## REQUIREMENT:
Format the lines from the one containing "locate cross atop" through the end of the records as a JSON list of strings, one string per line, leaving out any blank lines.

## STORED DATA:
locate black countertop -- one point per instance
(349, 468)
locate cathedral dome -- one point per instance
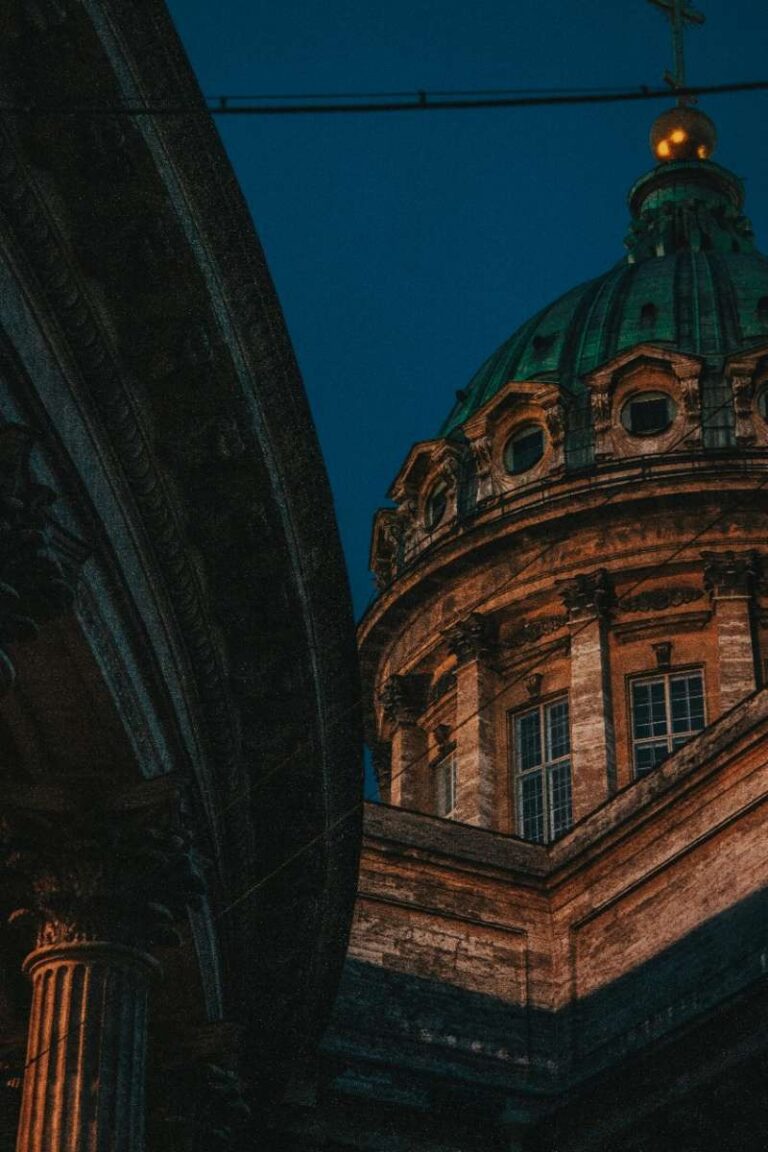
(691, 281)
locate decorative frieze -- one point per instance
(471, 638)
(659, 599)
(403, 699)
(534, 630)
(588, 595)
(730, 574)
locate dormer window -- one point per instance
(648, 315)
(524, 449)
(436, 503)
(667, 710)
(648, 414)
(446, 787)
(541, 760)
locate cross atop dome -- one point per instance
(679, 15)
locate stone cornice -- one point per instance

## IN RESPONSE:
[
  "locate cross atop dome -- one point per instance",
  "(679, 15)",
  "locate stone cornice -- one point per instance"
]